Direction.
Return all of the data below without any changes, leaving out the pictures.

[Pointing records for named objects]
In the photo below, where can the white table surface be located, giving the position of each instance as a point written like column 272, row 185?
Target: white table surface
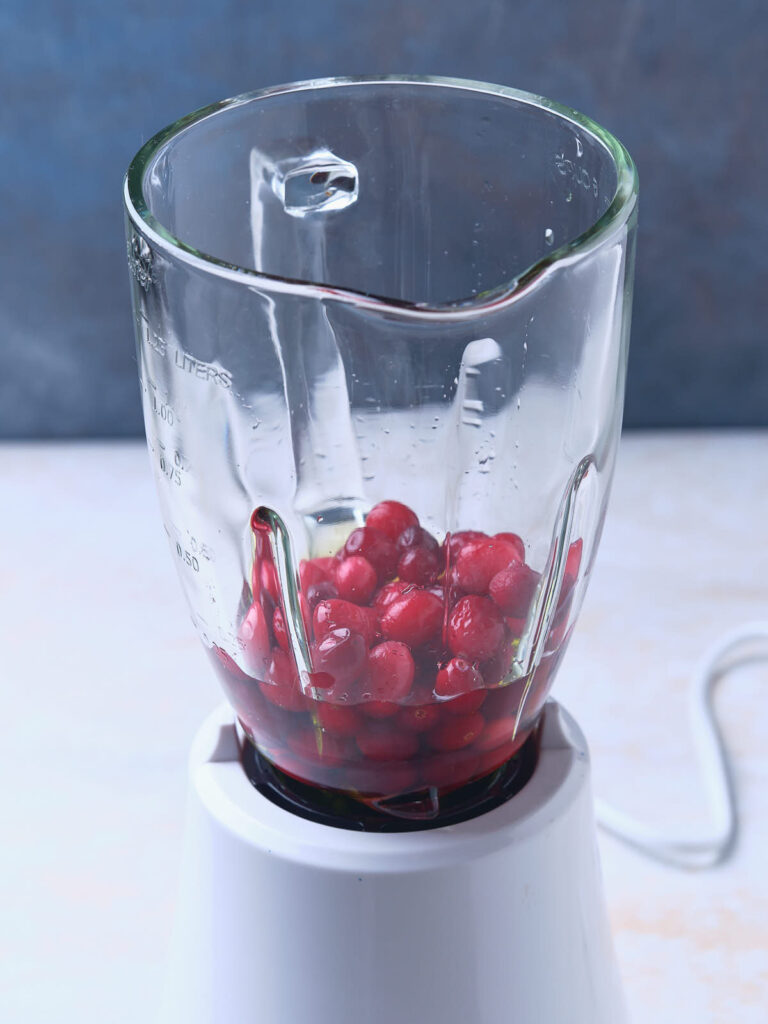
column 102, row 685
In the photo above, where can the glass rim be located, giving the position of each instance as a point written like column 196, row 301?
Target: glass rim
column 612, row 219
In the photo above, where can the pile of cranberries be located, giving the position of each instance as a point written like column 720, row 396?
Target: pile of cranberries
column 410, row 642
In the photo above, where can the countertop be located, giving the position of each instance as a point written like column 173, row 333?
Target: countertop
column 103, row 684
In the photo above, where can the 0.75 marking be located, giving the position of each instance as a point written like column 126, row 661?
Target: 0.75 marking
column 187, row 558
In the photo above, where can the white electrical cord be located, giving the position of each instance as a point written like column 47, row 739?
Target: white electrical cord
column 705, row 850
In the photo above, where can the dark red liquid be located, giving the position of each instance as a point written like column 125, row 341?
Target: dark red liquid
column 411, row 647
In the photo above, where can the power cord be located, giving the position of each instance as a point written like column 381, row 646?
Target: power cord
column 706, row 850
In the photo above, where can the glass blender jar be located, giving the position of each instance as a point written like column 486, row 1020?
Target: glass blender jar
column 382, row 339
column 382, row 330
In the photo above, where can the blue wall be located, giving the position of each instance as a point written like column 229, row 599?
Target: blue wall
column 684, row 85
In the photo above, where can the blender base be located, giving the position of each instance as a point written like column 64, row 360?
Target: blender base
column 498, row 919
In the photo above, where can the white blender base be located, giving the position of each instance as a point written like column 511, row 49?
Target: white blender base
column 499, row 920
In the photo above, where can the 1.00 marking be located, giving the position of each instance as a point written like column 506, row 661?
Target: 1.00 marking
column 161, row 410
column 187, row 558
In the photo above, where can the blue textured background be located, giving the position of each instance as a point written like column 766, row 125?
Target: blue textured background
column 684, row 84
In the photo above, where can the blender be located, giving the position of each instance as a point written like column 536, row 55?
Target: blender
column 382, row 329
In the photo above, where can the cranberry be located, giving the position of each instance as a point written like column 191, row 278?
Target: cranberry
column 280, row 630
column 456, row 542
column 419, row 565
column 389, row 592
column 475, row 628
column 390, row 518
column 254, row 633
column 515, row 626
column 495, row 670
column 383, row 743
column 335, row 613
column 390, row 669
column 415, row 617
column 478, row 561
column 323, row 591
column 375, row 547
column 337, row 719
column 513, row 589
column 456, row 732
column 465, row 704
column 355, row 580
column 283, row 686
column 312, row 571
column 341, row 654
column 418, row 718
column 459, row 676
column 379, row 709
column 417, row 537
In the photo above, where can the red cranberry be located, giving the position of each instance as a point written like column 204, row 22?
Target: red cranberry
column 337, row 719
column 513, row 589
column 390, row 592
column 280, row 630
column 379, row 709
column 283, row 686
column 478, row 562
column 390, row 518
column 475, row 629
column 496, row 669
column 375, row 547
column 419, row 565
column 229, row 666
column 465, row 704
column 355, row 580
column 341, row 654
column 269, row 582
column 335, row 614
column 254, row 633
column 417, row 537
column 456, row 732
column 415, row 617
column 459, row 676
column 390, row 670
column 323, row 591
column 383, row 743
column 310, row 572
column 418, row 718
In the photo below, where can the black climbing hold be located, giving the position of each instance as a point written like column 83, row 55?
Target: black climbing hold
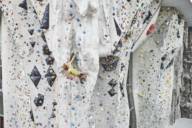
column 39, row 100
column 45, row 20
column 117, row 28
column 117, row 47
column 46, row 50
column 31, row 115
column 178, row 34
column 121, row 89
column 23, row 4
column 109, row 63
column 112, row 83
column 112, row 92
column 179, row 19
column 54, row 103
column 51, row 76
column 162, row 66
column 35, row 76
column 32, row 44
column 50, row 60
column 164, row 57
column 43, row 37
column 31, row 31
column 170, row 63
column 147, row 17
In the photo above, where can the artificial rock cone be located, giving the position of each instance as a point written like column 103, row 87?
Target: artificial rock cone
column 91, row 63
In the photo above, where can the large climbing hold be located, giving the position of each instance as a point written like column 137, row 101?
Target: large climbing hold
column 23, row 4
column 45, row 20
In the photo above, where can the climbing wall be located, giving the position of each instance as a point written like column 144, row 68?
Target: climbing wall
column 110, row 105
column 186, row 92
column 29, row 73
column 156, row 69
column 90, row 63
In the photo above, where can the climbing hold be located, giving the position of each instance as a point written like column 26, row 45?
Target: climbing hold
column 109, row 63
column 51, row 76
column 46, row 50
column 45, row 20
column 50, row 60
column 23, row 4
column 39, row 100
column 35, row 76
column 112, row 92
column 117, row 28
column 151, row 29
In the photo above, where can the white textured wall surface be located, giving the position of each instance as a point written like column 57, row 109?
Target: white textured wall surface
column 116, row 55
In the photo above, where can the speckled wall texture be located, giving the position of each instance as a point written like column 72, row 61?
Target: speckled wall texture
column 91, row 63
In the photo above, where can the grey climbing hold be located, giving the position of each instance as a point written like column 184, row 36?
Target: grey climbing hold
column 45, row 20
column 39, row 100
column 51, row 76
column 35, row 76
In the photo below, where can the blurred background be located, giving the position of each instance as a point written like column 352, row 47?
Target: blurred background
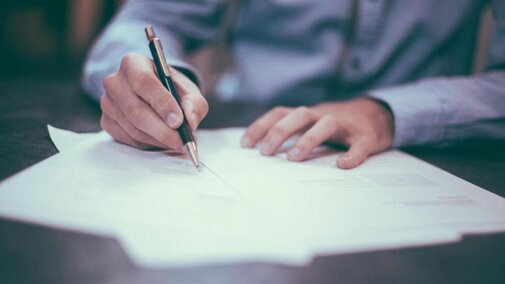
column 50, row 38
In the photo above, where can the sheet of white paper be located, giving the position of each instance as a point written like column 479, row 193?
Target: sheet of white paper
column 242, row 206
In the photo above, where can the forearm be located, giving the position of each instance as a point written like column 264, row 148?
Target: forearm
column 447, row 109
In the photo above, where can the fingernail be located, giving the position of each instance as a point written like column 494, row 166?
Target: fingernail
column 264, row 148
column 173, row 120
column 342, row 160
column 194, row 118
column 294, row 153
column 245, row 142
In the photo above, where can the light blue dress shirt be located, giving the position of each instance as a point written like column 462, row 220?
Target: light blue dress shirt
column 415, row 55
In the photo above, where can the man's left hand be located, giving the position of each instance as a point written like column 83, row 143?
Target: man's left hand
column 364, row 125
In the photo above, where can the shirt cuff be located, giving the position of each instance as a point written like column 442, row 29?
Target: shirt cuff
column 417, row 113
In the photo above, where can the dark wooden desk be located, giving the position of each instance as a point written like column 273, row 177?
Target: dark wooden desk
column 35, row 254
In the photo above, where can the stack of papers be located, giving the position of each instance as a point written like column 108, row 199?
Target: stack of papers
column 241, row 206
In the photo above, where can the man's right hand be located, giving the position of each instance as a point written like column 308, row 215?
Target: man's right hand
column 137, row 109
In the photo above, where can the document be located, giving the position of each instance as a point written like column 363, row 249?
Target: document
column 241, row 206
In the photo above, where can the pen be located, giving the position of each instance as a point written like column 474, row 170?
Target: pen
column 165, row 77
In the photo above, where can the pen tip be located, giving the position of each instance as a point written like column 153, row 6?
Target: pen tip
column 150, row 32
column 193, row 154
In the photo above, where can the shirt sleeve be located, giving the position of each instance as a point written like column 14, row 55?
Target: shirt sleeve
column 439, row 110
column 182, row 26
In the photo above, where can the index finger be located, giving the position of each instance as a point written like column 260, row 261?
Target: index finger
column 140, row 74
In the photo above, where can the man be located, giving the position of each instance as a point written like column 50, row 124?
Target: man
column 368, row 74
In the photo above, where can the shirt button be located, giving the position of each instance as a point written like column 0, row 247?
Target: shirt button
column 355, row 63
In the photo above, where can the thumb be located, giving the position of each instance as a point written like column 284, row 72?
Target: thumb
column 193, row 103
column 356, row 155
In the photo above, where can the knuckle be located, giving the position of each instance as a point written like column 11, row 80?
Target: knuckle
column 204, row 106
column 140, row 80
column 279, row 110
column 308, row 140
column 279, row 131
column 127, row 60
column 304, row 112
column 109, row 83
column 169, row 139
column 162, row 103
column 135, row 114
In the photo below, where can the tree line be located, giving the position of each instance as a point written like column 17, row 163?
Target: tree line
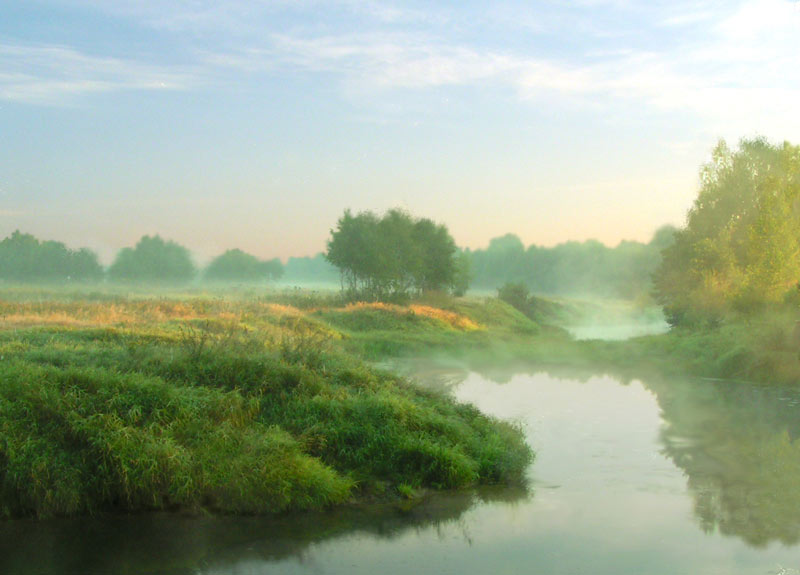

Output for this exercise.
In the photo below, where can the white table surface be located, giving the position of each instance as a point written like column 272, row 185?
Target: white table surface
column 102, row 685
In the photo above, where can the glass rim be located, giving the position of each instance as a point written like column 196, row 301?
Target: glass rim
column 612, row 219
In the photo above, where can the pile of cranberries be located, giving the position of each instance as a point written like column 720, row 396?
Target: pile of cranberries
column 410, row 642
In the photo above, where can the countertop be located, giving the position of each instance as a point written like column 173, row 333?
Target: countertop
column 103, row 684
In the photo above, where can the 0.75 marking be located, giving the position of each instance as a point written like column 126, row 661?
Target: 0.75 marking
column 187, row 558
In the photo above, where can the white electrical cord be located, giving the position of each instance as a point written like column 47, row 739?
Target: white electrical cord
column 705, row 850
In the photo above, where can the dark red liquid be located, giving the position of each instance as a point written like column 125, row 341?
Target: dark red liquid
column 411, row 647
In the photo above, where can the power cord be located, giving the position of each instance as a point written like column 381, row 646?
Target: power cord
column 706, row 850
In the photo above, where can the glass blender jar be located, giving the position of each instance as a point written like column 486, row 1020?
Target: glass blender jar
column 382, row 339
column 382, row 330
In the photo above, where can the blue wall be located, giving the position of each instance as a point written like column 229, row 599?
Target: blue wall
column 684, row 85
In the photo above, where can the blender base be located, giving the position of each instance as a point written like column 64, row 360?
Target: blender base
column 498, row 919
In the photo above, where can the white blender base be located, giving the position of each instance as a point written like column 511, row 49?
Target: white blender base
column 499, row 920
In the photo above, where can the 1.00 marking be located, giving the position of each instance as a point written like column 506, row 661?
Target: 1.00 marking
column 161, row 410
column 187, row 558
In the photo above, where can the blue textured background be located, giving the position of each instance as a point written like column 766, row 125?
Target: blue textured background
column 684, row 84
In the photo above, where can the blender be located, giving the position of each instance as a point written like column 536, row 55?
Target: blender
column 382, row 329
In the photo above, where can the cranberry be located, giving the position of each instance as a point written like column 191, row 278?
Target: cranberry
column 280, row 630
column 456, row 542
column 419, row 565
column 389, row 592
column 475, row 628
column 390, row 518
column 254, row 633
column 515, row 626
column 495, row 670
column 383, row 743
column 335, row 613
column 390, row 669
column 415, row 617
column 478, row 561
column 323, row 591
column 375, row 547
column 337, row 719
column 513, row 589
column 456, row 732
column 465, row 704
column 355, row 580
column 283, row 686
column 312, row 571
column 341, row 654
column 418, row 718
column 459, row 676
column 379, row 709
column 417, row 537
In the photo above, where can the red cranberry be located, giving the position of each instance as a point written like column 204, row 22?
Target: red cranberry
column 337, row 719
column 513, row 589
column 390, row 592
column 280, row 630
column 379, row 709
column 283, row 686
column 478, row 562
column 390, row 518
column 475, row 629
column 496, row 669
column 375, row 547
column 419, row 565
column 229, row 666
column 465, row 704
column 355, row 580
column 341, row 654
column 269, row 582
column 335, row 614
column 254, row 633
column 417, row 537
column 456, row 732
column 415, row 617
column 459, row 676
column 390, row 670
column 323, row 591
column 383, row 743
column 310, row 572
column 418, row 718
In the photo below, where can the black climbing hold be located, giving the position of each instance as a point written like column 83, row 55?
Target: black climbing hold
column 39, row 100
column 45, row 20
column 117, row 28
column 117, row 47
column 46, row 50
column 31, row 115
column 178, row 34
column 121, row 89
column 23, row 4
column 109, row 63
column 112, row 83
column 112, row 92
column 179, row 19
column 54, row 103
column 51, row 76
column 162, row 66
column 35, row 76
column 32, row 44
column 50, row 60
column 164, row 57
column 43, row 37
column 31, row 31
column 170, row 63
column 147, row 17
In the photo above, where can the artificial rock cone be located, giving the position of each instance as a point written like column 103, row 87?
Target: artificial rock cone
column 91, row 63
In the photo above, where can the large climbing hold be located, giving the position of each instance as a point written like column 137, row 101?
Target: large climbing hold
column 23, row 4
column 45, row 20
In the photo above, where can the climbing wall be located, giving the position of each instance as a point written like column 144, row 68?
Target: climbing wall
column 110, row 105
column 186, row 92
column 29, row 73
column 156, row 69
column 90, row 63
In the photo above, where can the climbing hold be located, giving the position of each instance as a point written like column 26, row 45?
Target: climbing hold
column 109, row 63
column 51, row 76
column 46, row 50
column 45, row 20
column 50, row 60
column 23, row 4
column 39, row 100
column 35, row 76
column 112, row 92
column 117, row 28
column 151, row 29
In the photo above, where can the white textured wall surface be located, giving the position of each instance as a point written like column 57, row 109?
Target: white textured wall surface
column 116, row 55
In the photo above, where can the speckled wall texture be located, giving the position of each instance as a point written like column 72, row 61?
Target: speckled wall texture
column 91, row 63
In the photo above, where can the grey climbing hold be located, giving the position of each instance as a point written like column 184, row 36?
Target: grey climbing hold
column 45, row 20
column 39, row 100
column 51, row 76
column 35, row 76
In the photo below, where can the blurred background be located, giving the position of each instance as a point written like column 352, row 47?
Target: blurred background
column 50, row 38
In the photo above, where can the sheet of white paper be located, giving the position of each instance as a point written like column 479, row 193?
Target: sheet of white paper
column 242, row 206
In the photo above, where can the forearm be located, giving the position of each instance as a point written like column 264, row 148?
Target: forearm
column 447, row 109
In the photo above, where can the fingernail be located, giving the position of each instance as a point written like column 494, row 166?
Target: fingernail
column 264, row 148
column 173, row 120
column 342, row 160
column 194, row 118
column 294, row 153
column 245, row 142
In the photo above, where can the light blue dress shirt be located, giving the position of each instance as a point written like column 462, row 220?
Target: light blue dress shirt
column 415, row 55
In the photo above, where can the man's left hand be located, giving the position of each instance as a point written like column 83, row 143?
Target: man's left hand
column 364, row 125
In the photo above, where can the shirt cuff be located, giving the position of each instance as a point written like column 442, row 29?
Target: shirt cuff
column 417, row 113
In the photo above, where can the dark wooden desk be located, giving the position of each instance as a point written like column 273, row 177?
Target: dark wooden desk
column 35, row 254
In the photo above, where can the stack of papers be located, giving the position of each instance as a point written like column 108, row 199?
Target: stack of papers
column 241, row 206
In the photo above, where can the man's right hand be located, giving the position of each instance as a point written like column 308, row 215?
Target: man's right hand
column 137, row 109
In the photo above, where can the document be located, giving the position of each instance as a point written like column 363, row 249?
Target: document
column 241, row 206
In the photo above, where can the pen be located, giving the position of each instance as a point written like column 474, row 170?
Target: pen
column 165, row 77
In the photo above, where can the pen tip be located, giving the position of each instance as a point written like column 153, row 6?
Target: pen tip
column 150, row 32
column 193, row 154
In the photo above, where can the shirt sleeve be located, giving the position of each instance as a point written like column 14, row 55?
Target: shirt sleeve
column 439, row 110
column 182, row 26
In the photo above, where can the index finger be located, giving the position of each instance as a point written like column 260, row 261?
Target: index finger
column 140, row 74
In the photo above, where can the man be located, giving the position of each instance as a point written like column 50, row 124?
Target: man
column 368, row 74
In the photo above, where can the shirt button be located, giving the position of each instance as a point written like column 0, row 247?
Target: shirt button
column 355, row 63
In the photo above, where can the thumb be located, giving the position of each instance as a point written like column 284, row 72?
Target: thumb
column 193, row 103
column 356, row 155
In the photo above, where can the knuckle be located, giving the position of each instance as a point written like column 11, row 80?
Target: knuckle
column 204, row 106
column 140, row 80
column 279, row 110
column 308, row 140
column 279, row 131
column 127, row 60
column 304, row 112
column 109, row 83
column 169, row 139
column 162, row 103
column 135, row 114
In the photo below, where can the tree line be located, giving the position of each instance as a point written like column 17, row 163?
Target: tree line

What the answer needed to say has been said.